**Ihre Aufgabe 1:**
Nennen Sie alle Zahlen, die im Reisebericht vorkommen, ob in Ziffern oder als Zahlwort geschrieben, ohne unbestimmte Artikel wie „ein“.
**Ihre Aufgabe 2:**
Führen Sie den Reisebericht nach dem Wort „Szenenwechsel.“ mit einigen Sätzen fort.

Zum Glück, dachte ich, dann
kann sie nicht hinfallen. Aber dummerweise hatte sie, wie sich später
herausstellte, Glasknochen, die durch kleinste Kleinigkeiten brechen. Und so
war es dann auch. Ein komplizierter Bruch
hatte sie heimgesucht.
Nichts wie ab ins
Krankenhaus. Übersetzungshilfe meinerseits, wobei dann letztlich ein Arzt in
Lillehammer sogar gut Deutsch sprach.
Lillehammer, das ist
bekanntermaßen ein Wintersportort und Austragungsort der Olympiade 1994, also
drei Jahre vor unserer Reise. Die Ärzte in einem solchen Ort sollten
knochenbruch-gestählt und nach der Olympiade noch fit im Training sein.
Meine Kundin war in sehr
guten Händen und konnte die Reise mit uns fortsetzen.
Leidtragender war aber auch
ihr Mann, der fortan täglich zwei Personen an- und ausziehen musste, denn das
konnte sie natürlich schwerlich selbst mit einem bandagierten, eng am Körper
festgebundenen Arm.
Szenenwechsel.

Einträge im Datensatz
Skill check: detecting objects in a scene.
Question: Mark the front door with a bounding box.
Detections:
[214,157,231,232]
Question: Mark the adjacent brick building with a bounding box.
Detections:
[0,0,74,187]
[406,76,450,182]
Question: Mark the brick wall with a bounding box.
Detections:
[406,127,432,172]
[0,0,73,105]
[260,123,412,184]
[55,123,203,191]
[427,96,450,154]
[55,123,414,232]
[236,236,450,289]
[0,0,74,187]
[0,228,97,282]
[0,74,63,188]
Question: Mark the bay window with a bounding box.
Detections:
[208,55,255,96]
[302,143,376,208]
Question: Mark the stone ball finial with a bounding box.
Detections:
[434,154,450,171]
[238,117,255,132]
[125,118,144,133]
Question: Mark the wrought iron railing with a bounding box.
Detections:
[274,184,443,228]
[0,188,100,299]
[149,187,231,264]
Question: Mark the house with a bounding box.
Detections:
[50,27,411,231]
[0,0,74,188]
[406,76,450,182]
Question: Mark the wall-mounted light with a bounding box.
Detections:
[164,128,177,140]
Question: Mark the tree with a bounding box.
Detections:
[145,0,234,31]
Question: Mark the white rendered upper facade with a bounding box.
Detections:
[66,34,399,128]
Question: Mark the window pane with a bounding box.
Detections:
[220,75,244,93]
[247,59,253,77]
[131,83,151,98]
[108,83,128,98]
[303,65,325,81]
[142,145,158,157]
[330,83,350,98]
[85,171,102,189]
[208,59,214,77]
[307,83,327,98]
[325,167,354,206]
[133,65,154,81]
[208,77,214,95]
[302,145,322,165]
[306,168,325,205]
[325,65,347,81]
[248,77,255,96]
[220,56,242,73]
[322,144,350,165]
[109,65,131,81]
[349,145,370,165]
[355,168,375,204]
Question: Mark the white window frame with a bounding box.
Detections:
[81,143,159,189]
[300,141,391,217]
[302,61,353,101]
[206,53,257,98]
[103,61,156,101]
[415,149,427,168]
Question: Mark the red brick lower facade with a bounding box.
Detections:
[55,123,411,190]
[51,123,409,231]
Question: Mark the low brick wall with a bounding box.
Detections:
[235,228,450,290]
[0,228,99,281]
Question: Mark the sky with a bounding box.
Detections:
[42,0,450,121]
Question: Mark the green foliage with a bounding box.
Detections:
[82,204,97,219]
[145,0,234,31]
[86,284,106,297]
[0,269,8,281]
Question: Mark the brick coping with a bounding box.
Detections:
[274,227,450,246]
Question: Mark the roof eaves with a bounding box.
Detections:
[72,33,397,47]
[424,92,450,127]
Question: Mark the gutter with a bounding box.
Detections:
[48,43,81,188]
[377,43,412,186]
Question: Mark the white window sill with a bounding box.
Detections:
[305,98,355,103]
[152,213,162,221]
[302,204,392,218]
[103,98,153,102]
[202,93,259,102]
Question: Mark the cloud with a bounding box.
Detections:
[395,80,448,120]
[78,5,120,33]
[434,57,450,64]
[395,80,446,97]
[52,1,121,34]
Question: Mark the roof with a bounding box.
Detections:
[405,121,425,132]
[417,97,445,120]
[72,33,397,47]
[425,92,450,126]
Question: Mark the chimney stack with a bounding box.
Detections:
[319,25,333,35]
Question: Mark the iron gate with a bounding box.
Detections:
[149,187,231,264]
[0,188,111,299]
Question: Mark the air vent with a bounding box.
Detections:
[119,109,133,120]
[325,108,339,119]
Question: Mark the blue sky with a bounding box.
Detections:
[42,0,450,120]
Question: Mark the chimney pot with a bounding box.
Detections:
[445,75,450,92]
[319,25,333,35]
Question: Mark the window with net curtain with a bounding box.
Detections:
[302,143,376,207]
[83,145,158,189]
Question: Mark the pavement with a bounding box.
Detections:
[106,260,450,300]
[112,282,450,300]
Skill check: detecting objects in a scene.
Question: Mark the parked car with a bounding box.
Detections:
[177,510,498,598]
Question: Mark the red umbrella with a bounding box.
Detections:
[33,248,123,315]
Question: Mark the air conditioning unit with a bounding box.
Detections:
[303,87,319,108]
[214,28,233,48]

**Ergebnis 1:**
1994, drei, zwei

**Ergebnis 2:**
Rom, die Sonne brennt, es
ist affenheiß (sagt man das heute eigentlich noch so?) Es ist der Sommer 1993.
Auf einer meiner ersten
Reisen nach Rom ist einem Teilnehmer das Gebiss gebrochen. Harte Pizza in
Italien ist vom Teig her halt völlig anders als die in Deutschland für deutsche
Geschmäcker gemachten Teigarten. Doch daran allein wird es nicht gelegen haben.
Wer weiß, was er heimlich
noch alles genascht hat.
Also hieß es, einen Zahnarzt
finden, italienisch den Gebißbruch erklären (nun ja, der Arzt sieht es ja auch
erleichternderweise) und wieder einen zumindest halb freien Tag in einer Praxis
verbringen.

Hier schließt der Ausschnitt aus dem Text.